- [Texte présenté]:
-------
L’image originaire est donc réversible et aveuglante, comme en témoigne cette éclipse de la vision :

« On voit par une lettre d’un proconsul à Théodose, qu’il y avait dans Autun et dans sa banlieue vingt-cinq mille chefs de famille. Mais dès que les Bourguignons, les Goths, les Francs arrivent dans la Gaule, on ne voit plus de grandes villes peuplées. Les cirques, les amphithéâtres construits par les Romains jusqu’au bord du Rhin, sont démolis ou négligés. Si la criminelle et malheureuse reine Brunehaut conserve quelques lieues de ces grands chemins qu’on n’imita jamais, on en est encore étonné. »
-------
- [Consignes]:
#1 Les affirmations suivantes concordent-elles avec le texte sur la Gaule après les Romains ? Répondez à chacune par oui ou par non, en citant mot pour mot les termes décisifs du texte.
(a) Autun et sa banlieue comptaient vingt-cinq mille chefs de famille.
(b) Les cirques et les amphithéâtres romains furent entretenus avec soin après l’arrivée des Bourguignons, des Goths et des Francs.
(c) La reine Brunehaut y est qualifiée de criminelle et de malheureuse.
#2 Rédigez la suite du texte sur la Gaule après les Romains, en reprenant après sa dernière phrase.

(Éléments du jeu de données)
-------
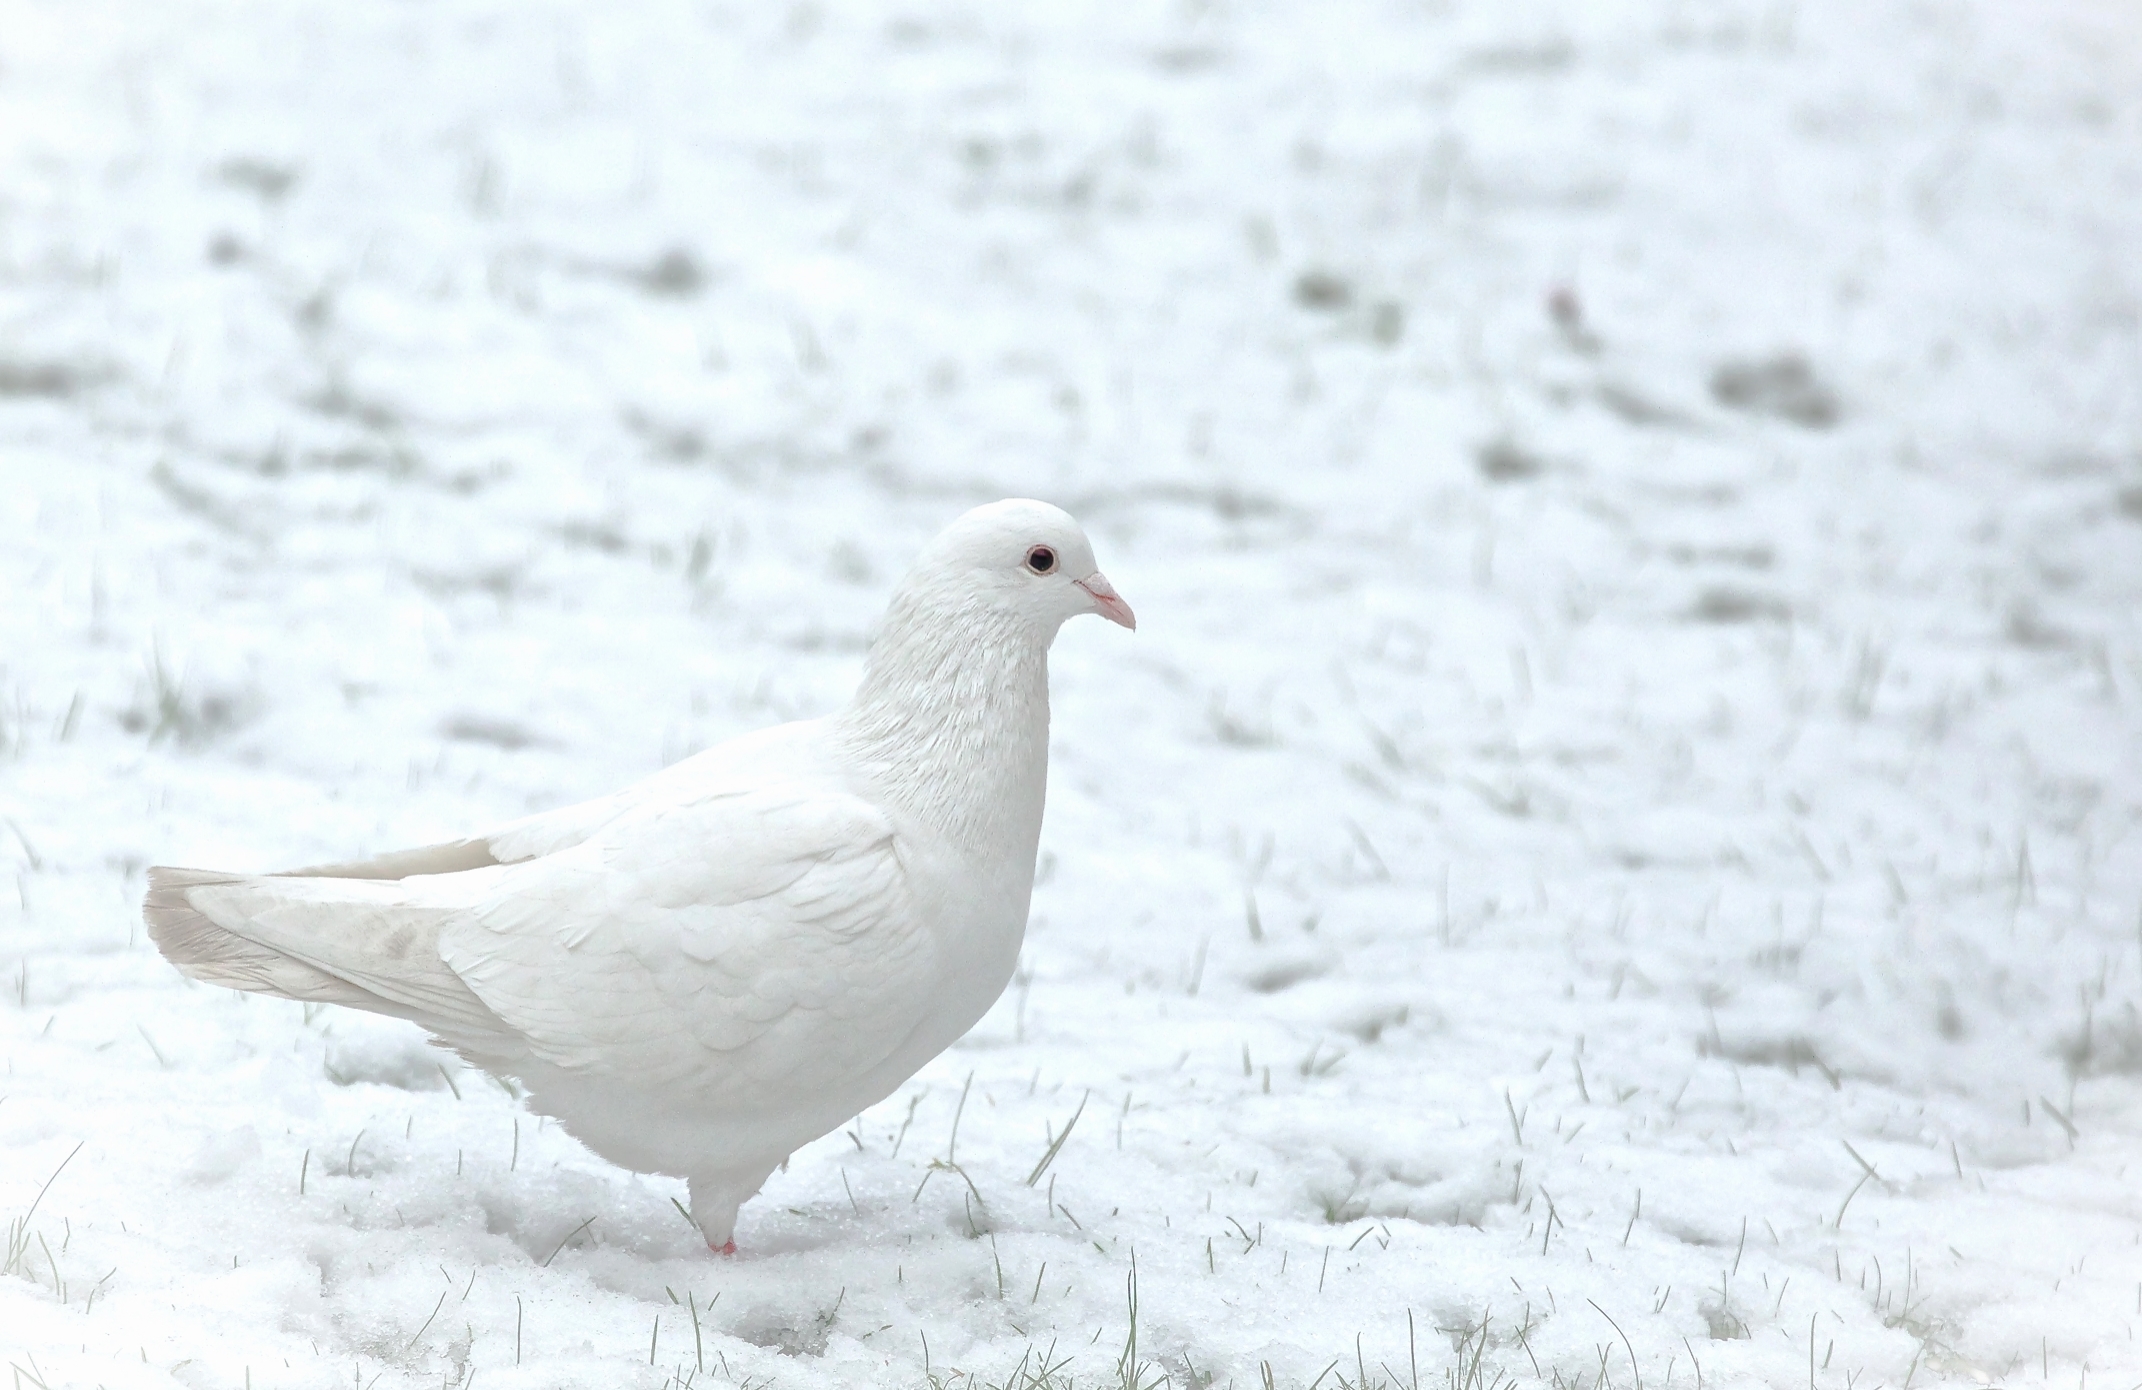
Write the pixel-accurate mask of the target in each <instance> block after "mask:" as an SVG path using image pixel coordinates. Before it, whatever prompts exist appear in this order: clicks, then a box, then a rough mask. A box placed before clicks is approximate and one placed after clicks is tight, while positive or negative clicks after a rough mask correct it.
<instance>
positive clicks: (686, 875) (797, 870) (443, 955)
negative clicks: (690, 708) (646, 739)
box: [439, 784, 934, 1094]
mask: <svg viewBox="0 0 2142 1390" xmlns="http://www.w3.org/2000/svg"><path fill="white" fill-rule="evenodd" d="M495 874H497V876H495V878H493V885H495V887H493V891H491V893H488V895H486V897H484V900H482V902H480V904H476V906H473V908H469V910H463V912H456V915H454V917H452V919H448V921H446V923H443V925H441V930H439V955H441V960H443V962H446V964H448V966H450V968H452V970H454V974H458V977H461V981H465V983H467V987H469V989H471V992H473V994H476V998H480V1000H482V1002H484V1004H486V1007H488V1009H491V1011H493V1013H495V1015H497V1017H501V1019H503V1022H506V1024H508V1026H512V1028H514V1030H516V1032H518V1034H523V1037H525V1039H527V1045H529V1049H531V1052H533V1054H535V1056H540V1058H542V1060H546V1062H553V1064H557V1067H563V1069H568V1071H580V1073H598V1075H619V1077H630V1079H632V1084H634V1086H638V1088H645V1086H649V1084H658V1086H690V1088H696V1090H703V1092H707V1090H711V1092H722V1090H730V1088H739V1090H737V1094H745V1092H748V1090H763V1086H765V1084H767V1082H771V1079H780V1077H784V1075H786V1077H790V1079H795V1082H797V1084H808V1082H810V1075H827V1077H831V1075H853V1073H855V1071H861V1069H868V1067H872V1064H876V1062H878V1060H883V1058H885V1056H887V1054H889V1052H891V1049H893V1047H897V1043H900V1041H902V1039H904V1037H906V1032H908V1030H910V1028H912V1022H915V1013H917V1009H919V1000H921V996H923V981H925V979H927V977H930V970H932V966H934V962H932V945H930V938H927V934H925V932H921V930H919V921H917V915H915V906H912V900H910V895H908V887H906V876H904V872H902V863H900V855H897V846H895V840H893V829H891V822H889V820H887V818H885V814H883V812H878V810H876V807H874V805H870V803H868V801H861V799H857V797H850V795H846V792H833V790H825V788H823V786H810V784H788V786H771V788H756V790H739V792H718V795H709V797H703V799H696V801H688V803H673V805H655V807H647V810H640V812H632V814H625V816H623V818H619V820H613V822H610V825H608V827H604V829H602V833H598V835H593V837H589V840H583V842H580V844H576V846H572V848H565V850H559V852H555V855H546V857H542V859H535V861H529V863H521V865H512V867H506V870H495Z"/></svg>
-------
- [Réponses attendues]:
#1
(a) Oui : « il y avait dans Autun et dans sa banlieue vingt-cinq mille chefs de famille ».
(b) Non : « Les cirques, les amphithéâtres construits par les Romains jusqu’au bord du Rhin, sont démolis ou négligés ».
(c) Oui : « la criminelle et malheureuse reine Brunehaut ».

#2
L’opposition d’« on voit » et d’« on ne voit plus » est dissymétrique : ce que l’on voit « par une lettre » relève encore du discours ; ce que l’on ne voit plus, les « villes », est de l’ordre du réel. Ce que l’on voit constitue le même type d’objet verbal que dans la première partie du chapitre. Il s’agit d’un texte qui n’est pas considéré dans le déroulement obvie de son contenu, mais comme symptôme d’une réalité décalée par rapport à ce qu’il signifie. « On voit » est encore de l’ordre du voile, tandis qu’« on ne voit plus » marque le moment du dévoilement, du face à face horrifiant avec le réel.

Le réel n’est pas seulement ce qui fait défaut. Le réel est incompréhensible parce qu’il est désarticulé : « les cirques, les amphithéâtres » ne font plus sens dans un monde où ils sont sans usage. Les voies romaines ne subsistent que par morceaux, comme « quelques lieues de ces grands chemins qu’on n’imita jamais ». La barbarie se manifeste d’abord comme un espace lacunaire et ruiné.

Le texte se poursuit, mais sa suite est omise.